| Passage to read |
┌──

How Brain Imaging Can Be Used to Fight Mental Health Stigma
Oct. 5, 2016 Psychology Today
For example, during a 2004 survey of residents of Tarrant County in Texas, more than 40 percent believed that major depression is “caused by a lack of will power,” and more than half of those surveyed believed that schizophrenia could be the result of how a person was raised.
Due to these social stigmas, those afflicted with mental illness often avoid treatment—they assume that others will judge them for seeking aid, or that whatever ails them can be treated with a simple change in attitude. Interestingly, less than half of those afflicted with depression actively seek treatment. There are consequences to avoiding treatment: American adults with serious mental illness typically die 25 years earlier than other adults (due to untreated medical issues related to their mental illness), and more than 90 percent of children who die by suicide in the U.S. also suffer from some sort of mental ailment.
Social stigmas about mental illness need to change, and technology can help. Medical professionals can use medical imaging modalities, like magnetic resonance imaging (MRI), to measure and study physical and chemical changes that occur within afflicted brains. Using this technology, the medical community can highlight that mental illnesses are true illnesses—ones that exhibit physical symptoms that require professional treatment and not simply a change in emotions or attitude.

└──

Records from a data source:
┌──

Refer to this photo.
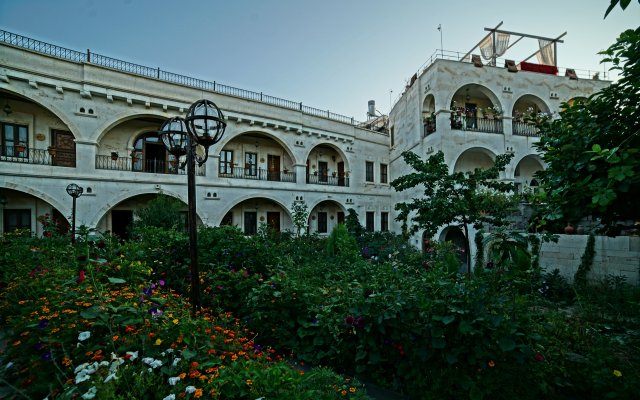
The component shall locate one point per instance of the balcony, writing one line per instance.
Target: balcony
(153, 166)
(258, 174)
(525, 129)
(429, 127)
(25, 155)
(320, 179)
(475, 124)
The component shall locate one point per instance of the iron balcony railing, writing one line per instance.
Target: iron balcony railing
(475, 124)
(429, 127)
(156, 73)
(524, 129)
(319, 179)
(257, 174)
(25, 155)
(140, 165)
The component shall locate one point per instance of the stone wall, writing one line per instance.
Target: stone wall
(617, 256)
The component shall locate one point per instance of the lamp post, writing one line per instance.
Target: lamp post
(204, 125)
(74, 191)
(3, 203)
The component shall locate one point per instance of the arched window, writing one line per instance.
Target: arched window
(150, 155)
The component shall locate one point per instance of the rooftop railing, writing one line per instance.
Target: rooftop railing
(156, 73)
(440, 54)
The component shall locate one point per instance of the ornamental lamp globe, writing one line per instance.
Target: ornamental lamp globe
(205, 122)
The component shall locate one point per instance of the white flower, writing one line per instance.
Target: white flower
(91, 393)
(151, 362)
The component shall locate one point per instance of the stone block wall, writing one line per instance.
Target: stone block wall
(617, 256)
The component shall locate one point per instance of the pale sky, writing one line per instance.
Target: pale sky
(330, 54)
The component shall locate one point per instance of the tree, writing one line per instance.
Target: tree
(591, 150)
(623, 4)
(300, 215)
(475, 198)
(161, 212)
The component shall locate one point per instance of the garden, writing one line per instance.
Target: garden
(306, 317)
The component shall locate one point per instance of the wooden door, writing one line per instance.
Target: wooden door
(273, 220)
(250, 222)
(65, 146)
(323, 171)
(120, 221)
(273, 168)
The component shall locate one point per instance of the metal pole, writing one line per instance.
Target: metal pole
(193, 234)
(441, 47)
(73, 221)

└──

| Tasks to carry out |
**a)** Decide whether each statement below agrees with the article on brain imaging and mental health stigma. Answer yes or no for each, and quote the deciding words of the article exactly. (i) The 2004 survey was of residents of Tarrant County in Texas. (ii) More than half of those afflicted with depression actively seek treatment. (iii) American adults with serious mental illness typically die 25 years earlier than other adults.
**b)** Please rewrite the part of the article on brain imaging and mental health stigma starting at "Due to these" and ending at "of mental ailment.", changing every "treatment" to "care".
**c)** Carry the article on brain imaging and mental health stigma forward from its last sentence.

| Task answers |
**a)**
(i) Yes: "during a 2004 survey of residents of Tarrant County in Texas"
(ii) No: "less than half of those afflicted with depression actively seek treatment"
(iii) Yes: "American adults with serious mental illness typically die 25 years earlier than other adults"

**b)**
Due to these social stigmas, those afflicted with mental illness often avoid care—they assume that others will judge them for seeking aid, or that whatever ails them can be treated with a simple change in attitude. Interestingly, less than half of those afflicted with depression actively seek care. There are consequences to avoiding care: American adults with serious mental illness typically die 25 years earlier than other adults (due to untreated medical issues related to their mental illness), and more than 90 percent of children who die by suicide in the U.S. also suffer from some sort of mental ailment.

**c)**
Mental Health vs. Physical Health
There are, of course, differences between mental and physical illness, and these differences often spur common stigmas regarding mental illness. For instance, people claim mental illnesses are “all in a person’s head” or “made-up.” For example, look at diabetes—a medical professional can test a person’s blood and determine concretely if a person has the disease or not. But with mental illness, it’s far more complicated—mental illnesses range in severity and symptoms, and some are directly related to physical or chemical changes within the body, while others have only minor physical connections and are more directly affected by behavioral issues. Because of the complicated nature of mental illness, it’s all too easy for people to assume that mentally ill patients are simply making up their ailments.